Trecho >>
******************************

Para a intelectualidade que defende o que chamam de "cultura transbrasileira", "popular demais", "supremacia do mau gosto popular" e outros mitos, o pobre é visto de forma realista. Certo?
Errado. Devemos deixar de ler às pressas os artigos dos intelectuais "bacanas" e questioná-los sem maniqueísmos fáceis.
Se os intelectuais "bacanas" despejam seus pontos de vista na imprensa de esquerda, não é porque se é esquerdista que vai aceitar tudo isso.
Os farofa-feiros, por exemplo, são uma ilha de "revista Veja" mais politicamente correta inserida no grande arquipélago da Carta Capital.
Pedro Alexandre Sanches, Eduardo Nunomura e companhia promovem o desmonte da MPB, para que assim a "república das bananas" de Michel Temer tenha uma trilha-sonora à altura.
Desconta-se o Jotabê Medeiros, que, como um Roberto Pompeu de Toledo do Farofafá, ainda prefere o jornalismo do que o panfletarismo dos colegas.
Evocam a vanguarda da MPB, de Elza Soares a Sérgio Ricardo, de Inezita Barroso a Itamar Assumpção, para corroborar a Disneylândia que os farofa-feiros querem transformar a cultura musical brasileira.
Algo como chamar o PSOL para apoiar o PSDB no processo de privatização de empresas públicas.
Isolar a vanguarda da MPB da influência do suposto "coronel da Fazenda Modelo", Chico Buarque de Hollanda.
Se bem que, para isolar Lula, os tucanos se contentaram com a adesão do PV e do PSB, ou de setores do PDT.

******************************

(Registros de dados)
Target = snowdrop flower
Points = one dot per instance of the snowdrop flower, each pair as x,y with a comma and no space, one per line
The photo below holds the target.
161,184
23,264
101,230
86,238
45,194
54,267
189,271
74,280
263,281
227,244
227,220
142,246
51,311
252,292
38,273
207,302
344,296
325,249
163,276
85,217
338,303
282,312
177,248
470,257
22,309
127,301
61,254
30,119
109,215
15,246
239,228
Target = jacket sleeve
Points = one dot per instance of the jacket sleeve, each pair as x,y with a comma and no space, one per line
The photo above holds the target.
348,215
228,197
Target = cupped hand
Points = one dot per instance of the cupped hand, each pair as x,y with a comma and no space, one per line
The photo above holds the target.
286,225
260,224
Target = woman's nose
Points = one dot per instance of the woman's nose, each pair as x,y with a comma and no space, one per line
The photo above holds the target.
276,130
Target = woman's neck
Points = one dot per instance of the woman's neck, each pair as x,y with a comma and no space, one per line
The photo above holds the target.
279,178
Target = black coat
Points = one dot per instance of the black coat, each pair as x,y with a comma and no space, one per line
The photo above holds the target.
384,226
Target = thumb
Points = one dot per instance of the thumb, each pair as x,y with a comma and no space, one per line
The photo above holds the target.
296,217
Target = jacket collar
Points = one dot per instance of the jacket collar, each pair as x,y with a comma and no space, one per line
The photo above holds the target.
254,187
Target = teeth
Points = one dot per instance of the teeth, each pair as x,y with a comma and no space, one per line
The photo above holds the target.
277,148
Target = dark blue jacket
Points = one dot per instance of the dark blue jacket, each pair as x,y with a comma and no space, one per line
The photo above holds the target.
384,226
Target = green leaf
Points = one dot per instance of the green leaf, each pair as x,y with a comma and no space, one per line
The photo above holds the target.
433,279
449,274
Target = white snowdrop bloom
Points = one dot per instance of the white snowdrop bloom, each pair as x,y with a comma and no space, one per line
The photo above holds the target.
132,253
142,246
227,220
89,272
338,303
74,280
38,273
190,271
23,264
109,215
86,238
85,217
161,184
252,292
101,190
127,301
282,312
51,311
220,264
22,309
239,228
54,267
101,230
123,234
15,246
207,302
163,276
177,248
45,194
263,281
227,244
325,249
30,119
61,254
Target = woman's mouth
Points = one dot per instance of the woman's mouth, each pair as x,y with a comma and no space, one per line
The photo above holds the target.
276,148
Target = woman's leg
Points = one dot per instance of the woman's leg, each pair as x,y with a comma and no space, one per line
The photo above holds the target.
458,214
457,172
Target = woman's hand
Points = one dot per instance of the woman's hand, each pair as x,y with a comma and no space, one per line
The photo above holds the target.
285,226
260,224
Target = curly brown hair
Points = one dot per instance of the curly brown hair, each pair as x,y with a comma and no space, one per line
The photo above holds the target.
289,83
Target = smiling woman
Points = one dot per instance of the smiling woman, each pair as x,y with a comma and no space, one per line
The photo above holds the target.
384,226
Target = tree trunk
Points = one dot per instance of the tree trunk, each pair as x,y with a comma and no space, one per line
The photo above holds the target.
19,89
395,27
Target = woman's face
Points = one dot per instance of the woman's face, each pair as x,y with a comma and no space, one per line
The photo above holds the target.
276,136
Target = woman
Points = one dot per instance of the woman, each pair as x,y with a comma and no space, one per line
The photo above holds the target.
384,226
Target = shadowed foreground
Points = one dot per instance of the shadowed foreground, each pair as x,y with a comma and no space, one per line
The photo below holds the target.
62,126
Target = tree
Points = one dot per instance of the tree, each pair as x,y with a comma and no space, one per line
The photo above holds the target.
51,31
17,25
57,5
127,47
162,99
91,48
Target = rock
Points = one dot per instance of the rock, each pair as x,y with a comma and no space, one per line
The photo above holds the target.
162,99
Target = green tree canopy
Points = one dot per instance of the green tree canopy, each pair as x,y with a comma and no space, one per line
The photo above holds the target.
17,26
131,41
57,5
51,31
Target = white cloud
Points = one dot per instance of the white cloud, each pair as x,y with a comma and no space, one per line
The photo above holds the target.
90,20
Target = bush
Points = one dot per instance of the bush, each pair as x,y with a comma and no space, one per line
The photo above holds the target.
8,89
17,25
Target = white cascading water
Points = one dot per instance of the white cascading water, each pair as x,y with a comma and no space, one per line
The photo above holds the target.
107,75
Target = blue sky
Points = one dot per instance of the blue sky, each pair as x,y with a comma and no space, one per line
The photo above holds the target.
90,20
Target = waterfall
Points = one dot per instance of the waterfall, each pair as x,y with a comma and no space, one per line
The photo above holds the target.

******************************

Requisitos >>
A: Extraia o trecho inteiro, sem mudar nenhuma palavra.
B: Copie sem alterações tudo o que está nos registros, desde a linha que contém "Target = waterfall" até o fim dos registros, com as duas pontas incluídas.

Soluções completas >>
A:
Para a intelectualidade que defende o que chamam de "cultura transbrasileira", "popular demais", "supremacia do mau gosto popular" e outros mitos, o pobre é visto de forma realista. Certo?
Errado. Devemos deixar de ler às pressas os artigos dos intelectuais "bacanas" e questioná-los sem maniqueísmos fáceis.
Se os intelectuais "bacanas" despejam seus pontos de vista na imprensa de esquerda, não é porque se é esquerdista que vai aceitar tudo isso.
Os farofa-feiros, por exemplo, são uma ilha de "revista Veja" mais politicamente correta inserida no grande arquipélago da Carta Capital.
Pedro Alexandre Sanches, Eduardo Nunomura e companhia promovem o desmonte da MPB, para que assim a "república das bananas" de Michel Temer tenha uma trilha-sonora à altura.
Desconta-se o Jotabê Medeiros, que, como um Roberto Pompeu de Toledo do Farofafá, ainda prefere o jornalismo do que o panfletarismo dos colegas.
Evocam a vanguarda da MPB, de Elza Soares a Sérgio Ricardo, de Inezita Barroso a Itamar Assumpção, para corroborar a Disneylândia que os farofa-feiros querem transformar a cultura musical brasileira.
Algo como chamar o PSOL para apoiar o PSDB no processo de privatização de empresas públicas.
Isolar a vanguarda da MPB da influência do suposto "coronel da Fazenda Modelo", Chico Buarque de Hollanda.
Se bem que, para isolar Lula, os tucanos se contentaram com a adesão do PV e do PSB, ou de setores do PDT.

B:
Target = waterfall
Points = one dot per instance of the waterfall, each pair as x,y with a comma and no space, one per line
The photo above holds the target.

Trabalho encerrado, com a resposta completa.